Friday, August 31, 2018

Retro Review: Just Imagine Stan Lee’s JLA (2002) Review and **SPOILERS**


If the Kids Are United, They Can Never Be Divided

Written By: Stan Lee 
Art: Jerry Ordway 
Letterer: Bill Oakley 
Colorist & Separator: David Baron 
Front Cover Artists: Jerry Ordway, Alex Sinclair 
Back Cover Artist: Adam Hughes 
“Just Imagine…” Initiated By: Michael Uslan 
Editors: Mike Carlin, Ivan Cohen 
Executive Editor: Dan Didio 
Cover Price: $5.95 
Cover Date: February 2002

**NON SPOILERS AND SCORE AT THE BOTTOM**

Oh boy! This Just Imagine… series may not be the boundless font of fascination it was cracked up to be, but it sure employed some of my favorite artists! Dave Gibbons, Joe Kubert…and now Jerry Ordway! Whew, it’s a non-stop parade of top-flight talent for this thing, I tell you what. So far, we’ve seen reimaginings of various DC Comics characters that are different…but really pretty much the same as their source material. And so, JLA is just a team consisting of those characters already presented. So how did it read? Check out my retro review of Just Imagine Stan Lee’s JLA, and see what you think!


Explain It!

If there’s a superhero team, there has to be a cataclysmic reason for them to get together. That reason presents itself up front, in the form of death row convicts Brock Smith, Lucinda Radama, and Deke Durgan, three killers in different states about to take their final nap. Each will be murdered in a different way, as proscribed by their state: Brock gets the electric chair, Lucinda hits the gas chamber, and Deke has earned himself a lethal injection. This is expressed on a page that is pretty artfully laid out, but ruined by some captioned narration appearing beneath each purple eye…it makes the page read all wonky and that’s not good comic bookery. 
This page reads like are in the middle captions meant for the end.
For some reason, the whole nation is riveted to this series of executions, which is strange because people are executed in America almost every day and you don’t see a lot of public emotion about it. Just as each prisoner is about to get their just desserts, they call upon some unknown entity—I’m gonna guess it’s ol’ purple eyes himself, Reverend Darrk—and they disappear before everyone’s eyes! A helpful caption explains that they’re going to return as the Doom Patrol! Of course, that tickled my fancy. 
"Actually, I have no idea how cyanide works. I just push a button."

▬▬▬

**Your tasks:**
a – Can you repeat, word for word, the part of the JLA review that opens with the words containing "Oh boy! This" and closes with "what you think!"?
b – In the JLA review, which method of execution is Lucinda Radama about to face?
Leave the material that follows out of the work entirely.

**Recorded information:**
▬▬▬

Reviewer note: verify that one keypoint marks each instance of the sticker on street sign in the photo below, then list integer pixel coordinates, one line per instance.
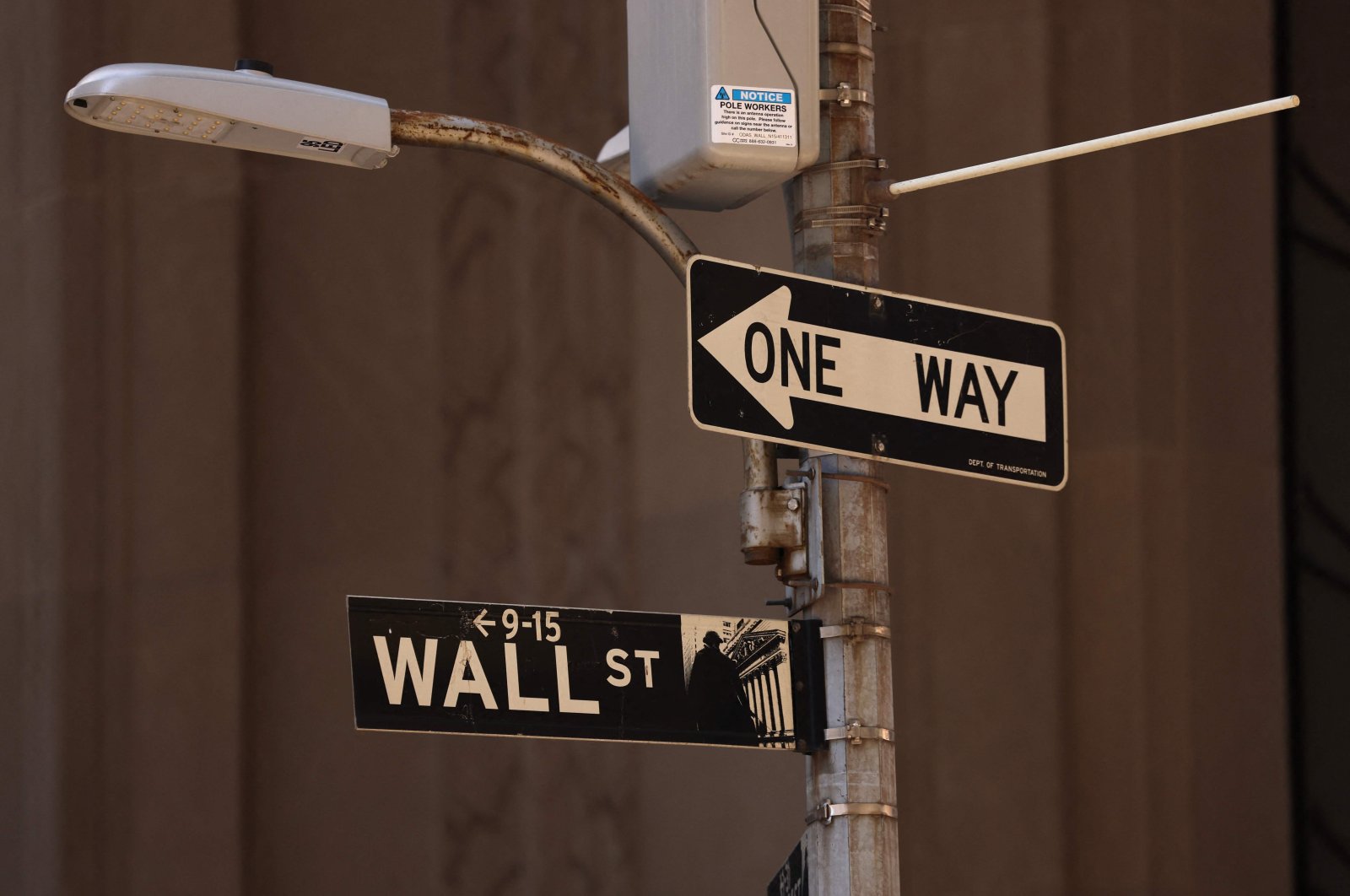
(510, 670)
(859, 371)
(791, 879)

▬▬▬

**Results for each task:**
a –
Oh boy! This Just Imagine… series may not be the boundless font of fascination it was cracked up to be, but it sure employed some of my favorite artists! Dave Gibbons, Joe Kubert…and now Jerry Ordway! Whew, it’s a non-stop parade of top-flight talent for this thing, I tell you what. So far, we’ve seen reimaginings of various DC Comics characters that are different…but really pretty much the same as their source material. And so, JLA is just a team consisting of those characters already presented. So how did it read? Check out my retro review of Just Imagine Stan Lee’s JLA, and see what you think!

b – The gas chamber.